Reprenez le texte ci-dessous sur la sectorisation scolaire et rédigez-en la suite à partir de sa dernière phrase.
==== Texte source
La sectorisation : kezako ?
Le principe de sectorisation stipule qu'un élève est scolarisé dans l’établissement scolaire public correspondant à son lieu de résidence. Ce principe ne s'applique pas aux établissements scolaires du secteur privé, qu'ils soient ou non sous contrat avec l'Etat.
La sectorisation fut décidée en 1963 afin d’organiser l’allocation des élèves et des ressources (enseignants, équipements) aux différents établissements scolaires. Ceux-ci allaient en effet devoir faire face à une forte croissance de leurs effectifs avec l’allongement de la scolarité obligatoire à 16 ans (1967) et la mise en place du Collège unique (1975).
A l’origine, la sectorisation n’avait pour autre vocation que celle d’être un instrument prévisionnel de gestion des ressources éducatives : elle permettait de planifier les ouvertures et fermetures de classes en fonction de l’évolution de la démographie locale. Ce n’est que progressivement que ce qui n’était qu’un moyen d’affectation des élèves parmi d’autres s’est transformé en un instrument de promotion de la mixité sociale. Il fallut attendre 2001 pour que la définition de la sectorisation intègre formellement des critères sociaux, la loi de décentralisation de 2004 indiquant dans son article 81 que la définition des secteurs scolaires devrait dorénavant être effectuée « en tenant compte des critères d'équilibre démographique, économique et social, la localisation des établissements, leur capacité d'accueil, leur secteur de recrutement et le mode d'hébergement des élèves ».
========
==== Données présentées
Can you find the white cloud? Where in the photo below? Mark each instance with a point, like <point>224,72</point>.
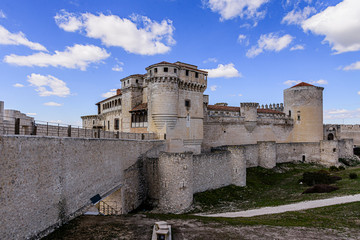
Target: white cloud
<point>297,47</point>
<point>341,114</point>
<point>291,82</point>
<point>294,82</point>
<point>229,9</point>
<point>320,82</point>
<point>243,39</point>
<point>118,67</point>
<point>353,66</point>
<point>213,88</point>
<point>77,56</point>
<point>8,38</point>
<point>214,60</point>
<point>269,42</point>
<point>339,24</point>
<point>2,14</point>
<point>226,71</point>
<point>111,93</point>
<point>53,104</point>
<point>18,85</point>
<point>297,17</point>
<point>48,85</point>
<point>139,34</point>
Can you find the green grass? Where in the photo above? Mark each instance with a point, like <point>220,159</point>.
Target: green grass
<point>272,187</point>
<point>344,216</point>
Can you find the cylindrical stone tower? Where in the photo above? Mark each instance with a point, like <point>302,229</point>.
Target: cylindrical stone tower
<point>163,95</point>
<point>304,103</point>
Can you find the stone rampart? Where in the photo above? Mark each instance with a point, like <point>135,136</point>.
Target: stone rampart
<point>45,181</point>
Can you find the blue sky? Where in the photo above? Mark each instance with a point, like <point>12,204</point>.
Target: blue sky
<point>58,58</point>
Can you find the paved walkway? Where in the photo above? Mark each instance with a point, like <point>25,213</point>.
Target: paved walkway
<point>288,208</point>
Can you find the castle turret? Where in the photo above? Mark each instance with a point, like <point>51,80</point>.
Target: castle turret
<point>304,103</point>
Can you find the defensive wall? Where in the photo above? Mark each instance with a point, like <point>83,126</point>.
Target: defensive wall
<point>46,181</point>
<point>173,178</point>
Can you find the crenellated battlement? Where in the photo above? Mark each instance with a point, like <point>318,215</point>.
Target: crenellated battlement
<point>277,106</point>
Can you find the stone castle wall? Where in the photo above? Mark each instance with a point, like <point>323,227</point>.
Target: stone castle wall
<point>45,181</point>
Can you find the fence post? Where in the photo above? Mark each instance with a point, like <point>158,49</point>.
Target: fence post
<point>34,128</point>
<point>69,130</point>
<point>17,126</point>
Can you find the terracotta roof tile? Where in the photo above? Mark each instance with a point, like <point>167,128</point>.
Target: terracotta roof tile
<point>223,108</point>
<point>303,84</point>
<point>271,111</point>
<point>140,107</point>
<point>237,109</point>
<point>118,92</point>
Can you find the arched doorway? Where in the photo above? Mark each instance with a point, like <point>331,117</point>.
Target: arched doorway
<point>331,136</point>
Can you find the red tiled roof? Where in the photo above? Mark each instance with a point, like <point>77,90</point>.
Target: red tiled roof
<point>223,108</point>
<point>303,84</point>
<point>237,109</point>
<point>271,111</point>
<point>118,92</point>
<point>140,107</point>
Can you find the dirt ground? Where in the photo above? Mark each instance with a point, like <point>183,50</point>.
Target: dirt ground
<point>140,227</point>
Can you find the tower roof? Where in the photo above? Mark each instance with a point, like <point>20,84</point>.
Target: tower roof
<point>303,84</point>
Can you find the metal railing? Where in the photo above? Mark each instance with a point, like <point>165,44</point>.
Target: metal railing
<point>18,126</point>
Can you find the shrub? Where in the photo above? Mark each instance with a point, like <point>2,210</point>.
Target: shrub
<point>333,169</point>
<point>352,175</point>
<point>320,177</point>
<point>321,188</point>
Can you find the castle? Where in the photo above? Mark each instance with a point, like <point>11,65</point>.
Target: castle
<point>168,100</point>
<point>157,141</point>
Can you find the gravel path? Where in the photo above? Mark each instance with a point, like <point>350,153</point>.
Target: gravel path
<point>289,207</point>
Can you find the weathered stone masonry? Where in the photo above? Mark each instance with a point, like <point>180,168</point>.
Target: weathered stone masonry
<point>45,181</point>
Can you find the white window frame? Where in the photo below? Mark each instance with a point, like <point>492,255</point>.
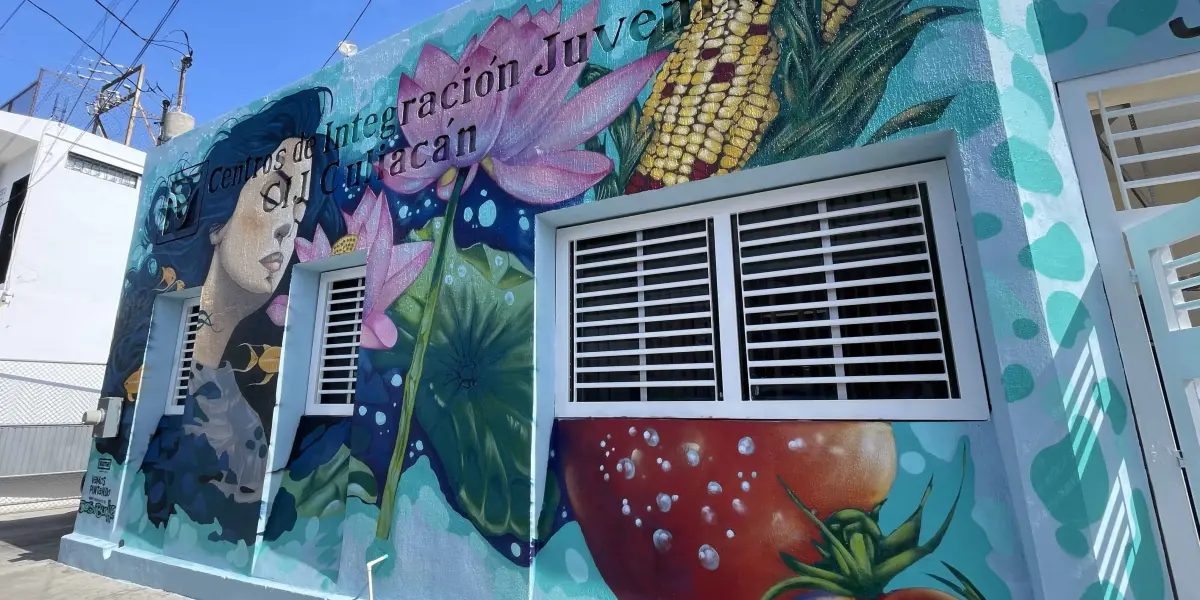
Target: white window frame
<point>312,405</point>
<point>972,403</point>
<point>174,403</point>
========
(Résultat obtenu):
A l’heure actuelle, la responsabilité de la sectorisation incombe à différentes autorités selon le degré considéré :
Sectorisation et mixité sociale : une promesse déçue
Près de 40 ans après sa mise en place, il faut bien constater que la sectorisation n’est pas parvenue à homogénéiser le recrutement social des établissements scolaires, au point que certains y voient le symbole suprême de l’« hypocrisie » du système éducatif français.
Le problème ne se pose certes pas avec la même acuité à tous les stades du cursus éducatif : la sectorisation des écoles primaires ne fonctionne pas trop mal, parce que la compétition scolaire y est moins féroce qu’au collège ; au lycée, la possibilité dans certaines villes d’exercer un choix entre plusieurs établissements appartenant au même district (l’académie de Paris en comporte quatre) tend quant à elle à relâcher les contraintes de la carte scolaire après le collège. La sectorisation ne pose pas non plus de véritables difficultés dans les zones rurales ou les petites villes de province où l’espacement géographique suffit à limiter de facto le choix scolaire des familles (81% des collégiens résidant en zone rurale étant scolarisés dans leur collège de secteur contre 66% dans les agglomérations de plus de 100 000 habitants).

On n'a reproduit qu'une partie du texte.